- _Description of the task_: Print out each entry below exactly; do not carry over any image.

Start of Data listing

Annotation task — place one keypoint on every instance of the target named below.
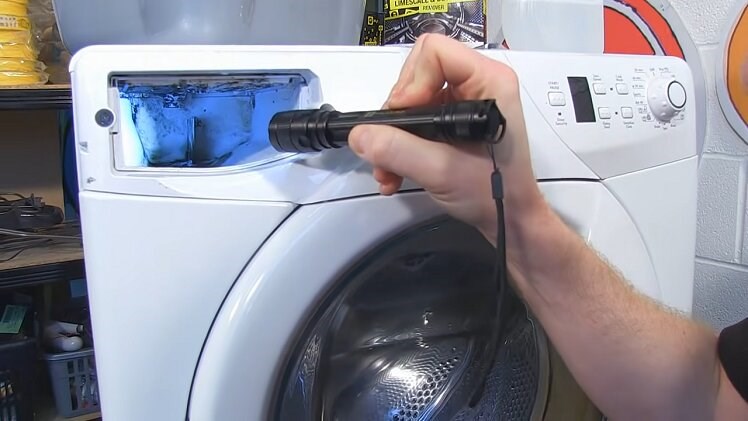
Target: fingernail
(361, 136)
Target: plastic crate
(74, 382)
(17, 380)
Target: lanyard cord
(500, 277)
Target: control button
(556, 99)
(676, 94)
(666, 97)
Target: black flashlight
(477, 121)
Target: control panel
(618, 113)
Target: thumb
(401, 153)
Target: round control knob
(666, 97)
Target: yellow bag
(22, 78)
(14, 16)
(19, 51)
(20, 65)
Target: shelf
(51, 262)
(42, 97)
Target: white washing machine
(228, 281)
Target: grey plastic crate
(17, 380)
(74, 382)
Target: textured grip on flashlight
(477, 121)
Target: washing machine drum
(405, 334)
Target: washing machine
(230, 281)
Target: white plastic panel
(158, 270)
(662, 203)
(359, 78)
(240, 362)
(610, 142)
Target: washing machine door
(380, 308)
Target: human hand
(457, 177)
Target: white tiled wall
(721, 295)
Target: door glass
(402, 334)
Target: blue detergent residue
(202, 124)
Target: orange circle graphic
(737, 57)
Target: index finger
(437, 60)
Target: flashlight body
(315, 130)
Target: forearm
(634, 359)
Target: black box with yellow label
(406, 20)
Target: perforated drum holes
(104, 117)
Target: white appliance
(230, 282)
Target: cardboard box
(406, 20)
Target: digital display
(582, 98)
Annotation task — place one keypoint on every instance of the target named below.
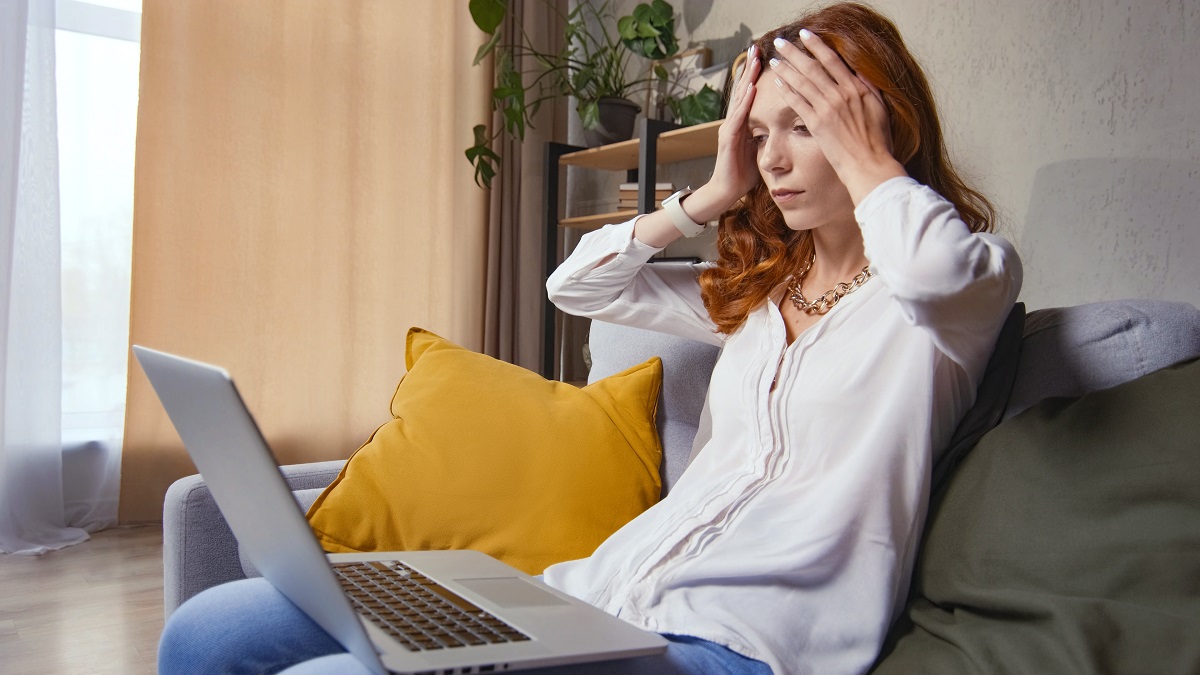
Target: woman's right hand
(736, 169)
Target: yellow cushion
(487, 455)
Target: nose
(772, 157)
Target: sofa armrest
(198, 548)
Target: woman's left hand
(843, 112)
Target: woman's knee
(244, 626)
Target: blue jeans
(247, 626)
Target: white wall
(1079, 119)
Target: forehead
(768, 103)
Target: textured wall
(1080, 119)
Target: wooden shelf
(676, 145)
(598, 220)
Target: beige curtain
(301, 199)
(516, 236)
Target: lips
(784, 196)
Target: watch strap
(679, 217)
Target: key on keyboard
(418, 611)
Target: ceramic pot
(617, 118)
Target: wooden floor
(91, 608)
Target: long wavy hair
(756, 250)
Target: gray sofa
(1047, 353)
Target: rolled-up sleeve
(606, 278)
(955, 284)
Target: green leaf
(489, 15)
(627, 27)
(697, 108)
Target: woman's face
(801, 180)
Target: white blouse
(791, 537)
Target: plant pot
(617, 118)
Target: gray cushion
(1068, 542)
(1071, 351)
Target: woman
(856, 297)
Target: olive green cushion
(1067, 541)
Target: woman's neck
(840, 255)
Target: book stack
(629, 195)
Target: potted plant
(592, 66)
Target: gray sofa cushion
(1067, 542)
(1071, 351)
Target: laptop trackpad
(510, 591)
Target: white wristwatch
(679, 217)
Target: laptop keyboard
(419, 613)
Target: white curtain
(31, 513)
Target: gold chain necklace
(827, 299)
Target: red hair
(756, 250)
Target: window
(97, 57)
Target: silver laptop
(414, 611)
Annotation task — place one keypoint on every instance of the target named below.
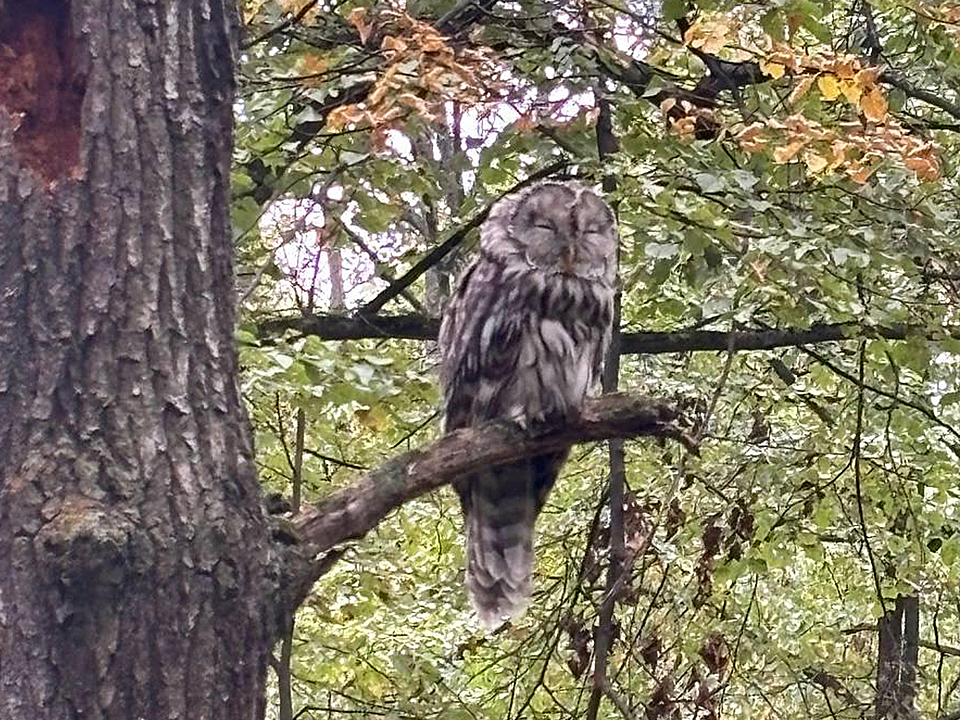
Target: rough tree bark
(135, 561)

End of Data listing

- _Output for this exercise_:
Annotation task — place one keypoint on every instance of the target named below.
Target: fingernail
(361, 136)
Target: plastic crate
(74, 382)
(17, 380)
Target: lanyard cord
(500, 277)
Target: control button
(556, 99)
(676, 94)
(666, 97)
Target: black flashlight
(477, 121)
Target: control panel
(618, 113)
Target: thumb
(401, 153)
Target: round control knob
(666, 97)
Target: yellow bag
(22, 78)
(14, 16)
(19, 51)
(20, 65)
Target: shelf
(51, 262)
(42, 97)
Target: white washing machine
(228, 281)
Target: grey plastic crate
(17, 380)
(74, 382)
Target: textured grip on flashlight
(477, 121)
Target: washing machine drum
(405, 334)
Target: washing machine
(230, 281)
Target: white plastic panel
(158, 270)
(662, 203)
(359, 78)
(240, 362)
(610, 142)
Target: washing machine door
(380, 308)
Target: human hand
(457, 177)
Target: white tiled wall
(721, 295)
Target: door glass
(402, 334)
Target: blue detergent residue
(202, 124)
Target: orange circle graphic
(737, 57)
Target: index finger
(437, 60)
Target: flashlight body
(315, 130)
Target: forearm
(634, 359)
Target: black box with yellow label
(406, 20)
Target: perforated drum holes
(104, 117)
Target: white appliance
(230, 282)
Target: cardboard box
(406, 20)
Target: digital display
(582, 98)
Annotation task — place one keypoint on every instance of the target named below.
Target: woman's right hand
(736, 169)
Target: yellow cushion
(487, 455)
Target: nose
(772, 157)
Target: sofa armrest
(198, 548)
Target: woman's left hand
(843, 112)
Target: woman's knee
(244, 626)
Target: blue jeans
(247, 626)
Target: white wall
(1079, 119)
Target: forehead
(768, 103)
Target: textured wall
(1080, 119)
Target: wooden shelf
(676, 145)
(598, 220)
Target: beige curtain
(301, 199)
(516, 236)
Target: lips
(784, 196)
Target: watch strap
(679, 217)
Target: key on keyboard
(418, 611)
Target: ceramic pot
(617, 118)
Target: wooden floor
(91, 608)
Target: long wavy hair
(756, 250)
Target: gray sofa
(1047, 353)
Target: rolled-up sleeve
(606, 278)
(955, 284)
Target: green leaf
(489, 15)
(627, 27)
(697, 108)
Target: woman's face
(801, 180)
Target: white blouse
(791, 537)
Target: plant pot
(617, 118)
Target: gray cushion
(1068, 542)
(1071, 351)
Target: woman
(856, 297)
Target: olive green cushion
(1067, 541)
Target: woman's neck
(840, 255)
Target: book stack
(629, 195)
Target: potted plant
(592, 66)
Target: gray sofa cushion
(1067, 542)
(1071, 351)
Target: laptop trackpad
(510, 591)
Target: white wristwatch
(679, 217)
Target: laptop keyboard
(419, 613)
Target: white curtain
(31, 513)
Target: gold chain necklace
(827, 299)
Target: red hair
(756, 250)
Target: window
(97, 57)
Target: silver laptop
(414, 611)
Annotation task — place one keypoint on every instance of the target named below.
Target: rough tree bark
(135, 561)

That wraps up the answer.